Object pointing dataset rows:
= = = = = = =
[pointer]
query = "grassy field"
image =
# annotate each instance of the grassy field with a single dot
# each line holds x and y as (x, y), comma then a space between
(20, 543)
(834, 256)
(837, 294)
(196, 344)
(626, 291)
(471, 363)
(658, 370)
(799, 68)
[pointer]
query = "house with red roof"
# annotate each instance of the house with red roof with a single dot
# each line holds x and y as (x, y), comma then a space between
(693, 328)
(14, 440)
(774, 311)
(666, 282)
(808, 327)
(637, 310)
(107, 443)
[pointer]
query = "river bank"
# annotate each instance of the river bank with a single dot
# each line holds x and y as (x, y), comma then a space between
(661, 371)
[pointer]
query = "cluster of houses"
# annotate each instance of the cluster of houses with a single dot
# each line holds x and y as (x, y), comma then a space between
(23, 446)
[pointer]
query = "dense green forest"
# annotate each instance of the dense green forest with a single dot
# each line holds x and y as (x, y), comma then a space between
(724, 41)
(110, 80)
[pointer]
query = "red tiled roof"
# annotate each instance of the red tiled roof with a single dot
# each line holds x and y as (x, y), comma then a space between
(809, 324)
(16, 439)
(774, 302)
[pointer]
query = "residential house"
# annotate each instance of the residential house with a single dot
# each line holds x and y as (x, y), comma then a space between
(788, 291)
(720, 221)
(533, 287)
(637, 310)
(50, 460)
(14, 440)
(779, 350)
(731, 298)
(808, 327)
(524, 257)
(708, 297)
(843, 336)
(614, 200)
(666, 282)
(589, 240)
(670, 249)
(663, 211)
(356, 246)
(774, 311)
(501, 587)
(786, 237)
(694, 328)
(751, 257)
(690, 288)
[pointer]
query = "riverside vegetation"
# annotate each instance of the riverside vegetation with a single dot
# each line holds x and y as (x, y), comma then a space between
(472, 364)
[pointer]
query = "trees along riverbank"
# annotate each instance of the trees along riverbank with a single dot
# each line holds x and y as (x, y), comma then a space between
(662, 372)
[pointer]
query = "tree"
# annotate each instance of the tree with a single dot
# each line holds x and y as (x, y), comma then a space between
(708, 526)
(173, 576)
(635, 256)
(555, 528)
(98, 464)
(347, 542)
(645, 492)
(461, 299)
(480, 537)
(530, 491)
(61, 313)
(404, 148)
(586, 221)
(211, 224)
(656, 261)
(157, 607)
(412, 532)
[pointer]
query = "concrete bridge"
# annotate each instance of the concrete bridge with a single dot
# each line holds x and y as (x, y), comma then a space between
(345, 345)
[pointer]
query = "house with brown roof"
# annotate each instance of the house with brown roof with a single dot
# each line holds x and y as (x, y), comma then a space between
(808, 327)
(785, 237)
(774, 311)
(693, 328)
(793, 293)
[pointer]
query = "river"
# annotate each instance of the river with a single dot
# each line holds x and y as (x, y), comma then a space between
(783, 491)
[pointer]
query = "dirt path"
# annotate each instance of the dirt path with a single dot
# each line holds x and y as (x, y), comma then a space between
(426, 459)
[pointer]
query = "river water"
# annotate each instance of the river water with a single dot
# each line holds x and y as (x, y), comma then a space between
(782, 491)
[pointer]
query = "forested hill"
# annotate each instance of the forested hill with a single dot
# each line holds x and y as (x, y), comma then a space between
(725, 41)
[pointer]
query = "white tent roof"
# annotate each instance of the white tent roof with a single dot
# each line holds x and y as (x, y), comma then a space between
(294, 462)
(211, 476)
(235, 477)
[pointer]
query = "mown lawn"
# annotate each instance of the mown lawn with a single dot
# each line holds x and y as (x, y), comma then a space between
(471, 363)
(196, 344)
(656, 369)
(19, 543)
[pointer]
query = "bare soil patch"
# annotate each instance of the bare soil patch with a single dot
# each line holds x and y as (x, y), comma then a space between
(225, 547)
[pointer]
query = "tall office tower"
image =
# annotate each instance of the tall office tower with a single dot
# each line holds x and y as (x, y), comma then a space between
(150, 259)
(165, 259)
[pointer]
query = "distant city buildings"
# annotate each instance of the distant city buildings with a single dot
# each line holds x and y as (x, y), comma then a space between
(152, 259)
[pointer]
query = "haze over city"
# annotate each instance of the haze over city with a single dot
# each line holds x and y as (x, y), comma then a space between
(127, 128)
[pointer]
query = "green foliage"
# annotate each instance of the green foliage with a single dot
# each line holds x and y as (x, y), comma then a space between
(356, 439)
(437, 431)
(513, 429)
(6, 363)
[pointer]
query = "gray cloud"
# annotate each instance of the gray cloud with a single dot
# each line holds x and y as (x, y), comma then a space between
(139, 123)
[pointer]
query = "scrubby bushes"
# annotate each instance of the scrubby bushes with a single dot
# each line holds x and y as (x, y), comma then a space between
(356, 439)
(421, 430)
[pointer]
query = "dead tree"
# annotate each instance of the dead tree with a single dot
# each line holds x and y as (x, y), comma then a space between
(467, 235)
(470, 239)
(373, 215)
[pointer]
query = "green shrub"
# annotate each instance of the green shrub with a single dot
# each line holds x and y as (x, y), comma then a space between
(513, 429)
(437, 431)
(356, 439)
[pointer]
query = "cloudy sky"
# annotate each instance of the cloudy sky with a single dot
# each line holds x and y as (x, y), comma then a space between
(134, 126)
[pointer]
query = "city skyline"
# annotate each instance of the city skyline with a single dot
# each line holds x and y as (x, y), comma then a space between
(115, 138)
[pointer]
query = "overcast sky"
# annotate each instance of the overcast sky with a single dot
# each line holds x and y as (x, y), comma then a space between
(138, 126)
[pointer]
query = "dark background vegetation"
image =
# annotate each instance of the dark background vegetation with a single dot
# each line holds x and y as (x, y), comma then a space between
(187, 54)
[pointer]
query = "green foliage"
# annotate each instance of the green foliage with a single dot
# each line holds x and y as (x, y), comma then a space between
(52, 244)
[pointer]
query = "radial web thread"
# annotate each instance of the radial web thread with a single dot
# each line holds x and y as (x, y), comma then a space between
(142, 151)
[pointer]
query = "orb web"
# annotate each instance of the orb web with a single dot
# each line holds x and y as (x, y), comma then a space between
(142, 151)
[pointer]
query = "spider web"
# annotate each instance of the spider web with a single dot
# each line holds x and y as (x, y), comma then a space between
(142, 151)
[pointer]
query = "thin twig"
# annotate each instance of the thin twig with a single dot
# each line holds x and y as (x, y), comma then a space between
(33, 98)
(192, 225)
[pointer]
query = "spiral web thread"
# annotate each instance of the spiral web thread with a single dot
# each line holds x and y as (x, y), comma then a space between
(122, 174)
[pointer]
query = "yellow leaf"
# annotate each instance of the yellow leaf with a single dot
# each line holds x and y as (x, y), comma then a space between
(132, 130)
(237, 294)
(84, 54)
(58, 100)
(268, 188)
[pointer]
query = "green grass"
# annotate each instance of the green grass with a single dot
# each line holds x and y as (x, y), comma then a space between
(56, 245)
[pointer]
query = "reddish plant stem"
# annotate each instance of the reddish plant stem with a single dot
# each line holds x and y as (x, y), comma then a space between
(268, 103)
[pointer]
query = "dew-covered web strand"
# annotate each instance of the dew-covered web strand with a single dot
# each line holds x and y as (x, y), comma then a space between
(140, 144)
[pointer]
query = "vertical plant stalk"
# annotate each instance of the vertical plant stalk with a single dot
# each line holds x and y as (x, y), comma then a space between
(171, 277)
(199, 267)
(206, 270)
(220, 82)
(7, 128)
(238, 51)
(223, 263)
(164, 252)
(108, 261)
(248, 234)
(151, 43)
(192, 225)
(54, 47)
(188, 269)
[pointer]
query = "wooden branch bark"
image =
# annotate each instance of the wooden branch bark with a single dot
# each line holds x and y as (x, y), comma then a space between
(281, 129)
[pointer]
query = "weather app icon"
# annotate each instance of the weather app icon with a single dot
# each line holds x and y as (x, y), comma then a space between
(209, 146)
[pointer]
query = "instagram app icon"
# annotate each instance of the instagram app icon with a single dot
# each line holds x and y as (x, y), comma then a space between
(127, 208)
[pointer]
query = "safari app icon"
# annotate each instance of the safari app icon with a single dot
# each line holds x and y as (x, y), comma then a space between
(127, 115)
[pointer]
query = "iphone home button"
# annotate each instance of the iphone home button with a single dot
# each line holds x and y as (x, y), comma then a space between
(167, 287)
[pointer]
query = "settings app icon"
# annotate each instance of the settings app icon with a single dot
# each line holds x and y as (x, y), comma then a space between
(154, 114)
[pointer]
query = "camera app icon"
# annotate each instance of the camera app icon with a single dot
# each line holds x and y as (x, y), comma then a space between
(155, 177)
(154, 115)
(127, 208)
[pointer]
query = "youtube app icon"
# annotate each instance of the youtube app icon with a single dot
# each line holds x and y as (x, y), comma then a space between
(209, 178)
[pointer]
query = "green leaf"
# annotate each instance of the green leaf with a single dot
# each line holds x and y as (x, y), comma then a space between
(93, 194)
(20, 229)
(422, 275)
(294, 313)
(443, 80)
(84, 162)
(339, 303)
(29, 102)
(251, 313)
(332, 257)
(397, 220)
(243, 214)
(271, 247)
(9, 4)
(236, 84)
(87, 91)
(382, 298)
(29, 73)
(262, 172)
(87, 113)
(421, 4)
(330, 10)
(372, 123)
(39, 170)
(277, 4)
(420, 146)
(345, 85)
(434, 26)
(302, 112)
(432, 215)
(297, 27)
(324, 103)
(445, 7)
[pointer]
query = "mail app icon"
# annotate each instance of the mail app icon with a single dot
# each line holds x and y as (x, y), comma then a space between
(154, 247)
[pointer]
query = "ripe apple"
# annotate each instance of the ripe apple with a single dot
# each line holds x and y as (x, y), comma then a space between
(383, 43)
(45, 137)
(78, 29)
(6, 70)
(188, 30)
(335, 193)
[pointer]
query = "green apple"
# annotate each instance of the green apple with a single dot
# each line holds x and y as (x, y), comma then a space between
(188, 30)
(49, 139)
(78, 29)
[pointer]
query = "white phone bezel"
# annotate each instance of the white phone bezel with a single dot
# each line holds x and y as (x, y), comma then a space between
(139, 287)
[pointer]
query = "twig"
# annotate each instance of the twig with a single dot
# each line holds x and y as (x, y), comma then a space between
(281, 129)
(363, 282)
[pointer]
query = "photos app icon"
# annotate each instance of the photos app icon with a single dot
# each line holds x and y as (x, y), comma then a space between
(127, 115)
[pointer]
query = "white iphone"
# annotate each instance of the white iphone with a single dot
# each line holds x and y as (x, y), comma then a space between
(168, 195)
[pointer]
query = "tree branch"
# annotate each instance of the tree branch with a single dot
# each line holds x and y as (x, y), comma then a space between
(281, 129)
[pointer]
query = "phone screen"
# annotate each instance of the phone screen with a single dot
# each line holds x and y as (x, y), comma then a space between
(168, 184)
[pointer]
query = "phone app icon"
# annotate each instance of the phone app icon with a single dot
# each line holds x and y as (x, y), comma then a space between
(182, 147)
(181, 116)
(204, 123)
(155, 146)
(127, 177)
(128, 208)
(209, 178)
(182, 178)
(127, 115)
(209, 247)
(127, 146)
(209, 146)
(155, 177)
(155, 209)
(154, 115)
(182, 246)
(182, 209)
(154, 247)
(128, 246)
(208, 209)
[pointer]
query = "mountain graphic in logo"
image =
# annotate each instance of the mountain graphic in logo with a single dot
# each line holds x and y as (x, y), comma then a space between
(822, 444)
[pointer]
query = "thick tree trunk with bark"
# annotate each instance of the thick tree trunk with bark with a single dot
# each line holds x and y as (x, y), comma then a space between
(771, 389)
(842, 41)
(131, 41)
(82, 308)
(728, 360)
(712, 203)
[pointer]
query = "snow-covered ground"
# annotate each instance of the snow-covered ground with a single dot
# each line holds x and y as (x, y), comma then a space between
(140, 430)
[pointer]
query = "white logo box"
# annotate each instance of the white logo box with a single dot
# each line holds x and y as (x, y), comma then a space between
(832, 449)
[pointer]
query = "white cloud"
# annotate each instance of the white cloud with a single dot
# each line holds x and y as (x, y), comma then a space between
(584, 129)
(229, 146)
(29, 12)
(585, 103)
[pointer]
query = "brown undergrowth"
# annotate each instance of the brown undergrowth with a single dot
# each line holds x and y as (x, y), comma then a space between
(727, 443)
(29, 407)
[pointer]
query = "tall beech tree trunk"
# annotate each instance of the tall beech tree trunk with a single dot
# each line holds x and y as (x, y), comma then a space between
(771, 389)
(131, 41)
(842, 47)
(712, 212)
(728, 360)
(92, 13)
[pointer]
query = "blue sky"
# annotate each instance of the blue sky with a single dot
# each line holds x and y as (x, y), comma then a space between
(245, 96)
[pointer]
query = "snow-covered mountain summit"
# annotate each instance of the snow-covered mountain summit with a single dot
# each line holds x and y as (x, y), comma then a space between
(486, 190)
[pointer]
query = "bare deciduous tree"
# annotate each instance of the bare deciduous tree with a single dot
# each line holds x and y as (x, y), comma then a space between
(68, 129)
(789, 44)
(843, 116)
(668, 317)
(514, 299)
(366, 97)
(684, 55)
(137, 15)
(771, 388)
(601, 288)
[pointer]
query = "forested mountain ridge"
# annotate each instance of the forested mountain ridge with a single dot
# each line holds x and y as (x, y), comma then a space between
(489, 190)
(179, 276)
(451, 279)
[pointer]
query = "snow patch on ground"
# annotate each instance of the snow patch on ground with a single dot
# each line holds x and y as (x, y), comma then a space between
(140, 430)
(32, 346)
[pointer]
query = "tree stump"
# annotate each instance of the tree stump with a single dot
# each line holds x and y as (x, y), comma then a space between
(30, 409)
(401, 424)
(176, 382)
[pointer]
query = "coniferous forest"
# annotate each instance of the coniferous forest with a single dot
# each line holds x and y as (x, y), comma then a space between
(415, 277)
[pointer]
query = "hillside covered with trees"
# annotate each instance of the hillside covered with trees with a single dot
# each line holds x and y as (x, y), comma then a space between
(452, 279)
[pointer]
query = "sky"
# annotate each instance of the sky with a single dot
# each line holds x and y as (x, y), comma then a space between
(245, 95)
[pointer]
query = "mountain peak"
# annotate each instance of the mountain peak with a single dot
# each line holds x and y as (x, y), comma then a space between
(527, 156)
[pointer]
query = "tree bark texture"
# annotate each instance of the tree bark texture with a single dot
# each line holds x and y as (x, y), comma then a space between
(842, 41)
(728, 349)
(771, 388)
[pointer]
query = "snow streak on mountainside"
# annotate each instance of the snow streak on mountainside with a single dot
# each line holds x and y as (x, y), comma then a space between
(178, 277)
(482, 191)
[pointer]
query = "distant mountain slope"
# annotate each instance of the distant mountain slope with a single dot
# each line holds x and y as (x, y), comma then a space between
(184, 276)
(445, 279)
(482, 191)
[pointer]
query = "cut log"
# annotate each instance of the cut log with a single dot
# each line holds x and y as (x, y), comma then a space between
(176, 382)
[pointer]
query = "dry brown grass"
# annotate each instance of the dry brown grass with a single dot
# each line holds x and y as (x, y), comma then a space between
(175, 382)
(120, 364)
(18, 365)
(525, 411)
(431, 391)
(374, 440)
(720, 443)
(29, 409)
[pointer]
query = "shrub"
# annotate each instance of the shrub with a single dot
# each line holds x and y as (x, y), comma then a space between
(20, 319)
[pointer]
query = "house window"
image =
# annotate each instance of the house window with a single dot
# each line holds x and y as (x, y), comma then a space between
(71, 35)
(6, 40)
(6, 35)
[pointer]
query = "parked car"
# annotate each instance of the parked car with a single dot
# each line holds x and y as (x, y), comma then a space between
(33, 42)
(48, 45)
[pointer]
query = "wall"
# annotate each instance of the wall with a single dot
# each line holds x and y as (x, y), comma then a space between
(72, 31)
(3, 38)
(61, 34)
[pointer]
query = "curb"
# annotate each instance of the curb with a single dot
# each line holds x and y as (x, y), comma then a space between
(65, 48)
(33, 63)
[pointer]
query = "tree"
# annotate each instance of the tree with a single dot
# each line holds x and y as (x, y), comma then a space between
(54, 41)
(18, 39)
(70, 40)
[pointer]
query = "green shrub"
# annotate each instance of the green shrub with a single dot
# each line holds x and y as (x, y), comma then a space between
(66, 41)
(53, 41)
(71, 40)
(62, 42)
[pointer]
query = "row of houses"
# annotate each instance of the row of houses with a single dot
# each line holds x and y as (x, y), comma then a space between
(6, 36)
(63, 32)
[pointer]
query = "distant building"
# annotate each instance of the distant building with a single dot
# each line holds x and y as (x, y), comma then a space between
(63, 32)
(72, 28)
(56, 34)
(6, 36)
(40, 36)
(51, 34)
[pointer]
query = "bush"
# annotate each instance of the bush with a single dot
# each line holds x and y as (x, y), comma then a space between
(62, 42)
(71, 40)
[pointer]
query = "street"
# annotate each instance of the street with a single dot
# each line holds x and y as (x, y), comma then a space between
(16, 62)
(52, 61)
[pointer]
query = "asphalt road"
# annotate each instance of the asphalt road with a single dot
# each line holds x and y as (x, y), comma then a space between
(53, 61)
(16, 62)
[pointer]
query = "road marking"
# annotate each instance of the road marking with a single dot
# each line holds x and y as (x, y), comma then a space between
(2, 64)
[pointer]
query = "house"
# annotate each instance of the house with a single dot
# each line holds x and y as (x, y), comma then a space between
= = = = = = =
◆ THE TASK
Filter the items above, keeping only the lines that contain the string "cluster". Treat the match as case-sensitive.

◆ FINISHED TASK
query = "cluster of houses"
# annotate each instance of the cluster of houses with a single dot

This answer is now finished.